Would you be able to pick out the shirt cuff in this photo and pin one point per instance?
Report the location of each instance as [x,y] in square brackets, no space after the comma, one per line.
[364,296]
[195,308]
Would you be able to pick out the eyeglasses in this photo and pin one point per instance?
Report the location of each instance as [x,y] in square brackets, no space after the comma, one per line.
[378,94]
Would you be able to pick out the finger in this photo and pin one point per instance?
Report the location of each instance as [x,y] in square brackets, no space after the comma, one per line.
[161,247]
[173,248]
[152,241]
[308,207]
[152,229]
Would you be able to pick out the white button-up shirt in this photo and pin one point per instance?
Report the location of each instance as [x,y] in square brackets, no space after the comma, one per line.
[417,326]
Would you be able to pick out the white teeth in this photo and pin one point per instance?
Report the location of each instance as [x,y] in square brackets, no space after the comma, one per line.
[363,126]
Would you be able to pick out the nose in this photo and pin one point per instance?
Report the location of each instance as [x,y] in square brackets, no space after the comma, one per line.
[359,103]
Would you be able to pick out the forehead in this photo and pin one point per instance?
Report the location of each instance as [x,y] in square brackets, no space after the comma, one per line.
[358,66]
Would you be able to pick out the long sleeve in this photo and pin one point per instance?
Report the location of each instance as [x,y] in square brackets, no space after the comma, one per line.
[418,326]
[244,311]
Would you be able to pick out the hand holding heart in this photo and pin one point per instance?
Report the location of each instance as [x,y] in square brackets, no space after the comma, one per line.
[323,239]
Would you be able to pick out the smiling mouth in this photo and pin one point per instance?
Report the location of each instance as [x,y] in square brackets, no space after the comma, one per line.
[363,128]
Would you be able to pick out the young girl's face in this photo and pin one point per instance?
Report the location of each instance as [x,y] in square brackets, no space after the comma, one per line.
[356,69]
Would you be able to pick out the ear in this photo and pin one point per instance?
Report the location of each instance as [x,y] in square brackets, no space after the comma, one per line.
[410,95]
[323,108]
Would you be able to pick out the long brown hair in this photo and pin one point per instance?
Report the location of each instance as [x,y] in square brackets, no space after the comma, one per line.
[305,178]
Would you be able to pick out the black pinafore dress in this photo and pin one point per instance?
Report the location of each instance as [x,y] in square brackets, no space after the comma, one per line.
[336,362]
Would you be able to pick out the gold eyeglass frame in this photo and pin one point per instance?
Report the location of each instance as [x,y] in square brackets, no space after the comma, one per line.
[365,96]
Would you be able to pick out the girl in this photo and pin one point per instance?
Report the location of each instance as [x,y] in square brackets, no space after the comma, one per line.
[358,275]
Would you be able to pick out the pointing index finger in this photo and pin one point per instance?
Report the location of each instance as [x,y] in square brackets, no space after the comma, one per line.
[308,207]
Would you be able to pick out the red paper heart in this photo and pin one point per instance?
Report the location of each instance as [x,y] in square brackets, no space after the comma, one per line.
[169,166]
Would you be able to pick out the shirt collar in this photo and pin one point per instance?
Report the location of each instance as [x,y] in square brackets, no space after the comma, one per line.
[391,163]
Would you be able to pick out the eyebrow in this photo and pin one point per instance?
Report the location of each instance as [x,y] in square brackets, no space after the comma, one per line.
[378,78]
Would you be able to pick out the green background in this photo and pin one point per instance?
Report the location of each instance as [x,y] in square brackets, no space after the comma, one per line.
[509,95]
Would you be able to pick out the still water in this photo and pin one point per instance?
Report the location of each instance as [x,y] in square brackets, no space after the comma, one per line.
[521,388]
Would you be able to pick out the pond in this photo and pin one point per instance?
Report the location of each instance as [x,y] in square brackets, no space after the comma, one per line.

◆ ◆ ◆ ◆

▶ [WHAT YOU WILL DO]:
Restate the listing above word for word.

▶ [WRITTEN SOLUTION]:
Would you be able to pick out the shirt cuff in this photo and pin one point per instance?
Report the location of each instance as [x,y] in square brackets, no space after the comma, one per line.
[364,296]
[195,308]
Would you be able to pick out the eyeglasses in this photo and pin one point per instance?
Report the location of each instance as [x,y] in square brackets, no space after the comma, one per line.
[378,94]
Would you be able to pick out the finger in this photo and pin one point per instance?
Report the location of each instance as [x,y] in square brackets, no space after the comma, one per line.
[161,247]
[173,248]
[152,241]
[308,207]
[152,229]
Would you be able to pick out the white button-up shirt in this photo and pin one point per instance?
Report the location of each instance as [x,y] in square brackets, no space after the comma, one per line.
[417,326]
Would you be able to pick out the white teeth in this photo and pin one point per instance?
Report the location of each instance as [x,y] in square brackets, no space after the comma, one per line.
[363,126]
Would you be able to pick out the nose in this photo and pin one point per instance?
Report the location of each instance as [x,y] in square brackets, no space after the comma, one per line.
[359,103]
Would you be able to pick out the forehead in this photo and pin one point per instance?
Report the location of each instance as [x,y] in square brackets, no space after the comma, one per line.
[358,66]
Would you be able to pick out the long sleeve in this photo and pin one point per instance?
Report the location of each instance as [x,y] in square brackets, no space after the comma, one per line.
[418,326]
[244,311]
Would you be able to pick out the hand holding heart in this photo and pin one point per instance?
Report the location of each instance as [x,y] in square brackets, no space after the comma, one per line.
[323,239]
Would you be able to pick out the smiling mouth in this photo and pin one point per instance?
Report the location of each instance as [x,y] in square brackets, no space after the comma, one per line.
[363,128]
Would you be able to pick out the young girl's face in this photo and pin one point per instance?
Report the location of each instance as [x,y] in square brackets, no space after the comma, one per line.
[356,69]
Would you be able to pick out the ear in this photo and pin one point per instance?
Report the location of each instance as [x,y] in square brackets, no space after the comma, one per line.
[410,95]
[323,108]
Would you be able to pick out the long brown hair in this photo and pin one point per instance?
Report the location of each instance as [x,y] in square brackets, no space after the comma, one per line.
[305,178]
Would you be able to pick out the black pinafore dress in this photo and pin one point per instance?
Report the location of each instance as [x,y] in square brackets, no space after the comma, one per line.
[336,362]
Would you be able to pick out the gold eyeglass frame in this photo and pin one point per instance?
Report the location of each instance as [x,y] in square brackets, no space after the comma, one per line.
[365,96]
Would you be able to pick out the girl in this photo and pin one point per instance?
Report the location of each instance as [x,y] in square brackets, no space after the comma, one per line.
[358,275]
Would you be able to pick out the pointing index finger in this photo and pin one point per instance?
Report the location of each instance as [x,y] in square brackets, no space after the comma, one per line.
[308,207]
Would you be able to pick out the red paper heart in this photo and pin one point per instance?
Report the location of each instance as [x,y] in square brackets, no space after the comma, one per line.
[169,166]
Would you be able to pick out the shirt collar in this photo and pin one point per instance?
Report the location of each instance as [x,y] in square brackets, no space after the comma, one per line.
[391,163]
Would you be able to pick out the eyebrow in this photo and pin one point per instance?
Report the location of each instance as [x,y] in square brackets, no space after the comma, one per line.
[378,78]
Would you be able to pick out the green background in this photo and pin one point per instance?
Report the location of each instance as [x,y] in square brackets, no space after the comma, one per line.
[509,95]
Would you be able to pick out the still water in this photo and pin one point per instance?
Report the location of each instance as [x,y] in square brackets, no space after the comma, one per line.
[521,388]
Would you be able to pick out the pond in this photo and pin one point per instance?
Report the location of each instance as [x,y] in square brackets, no space after the comma, one per line.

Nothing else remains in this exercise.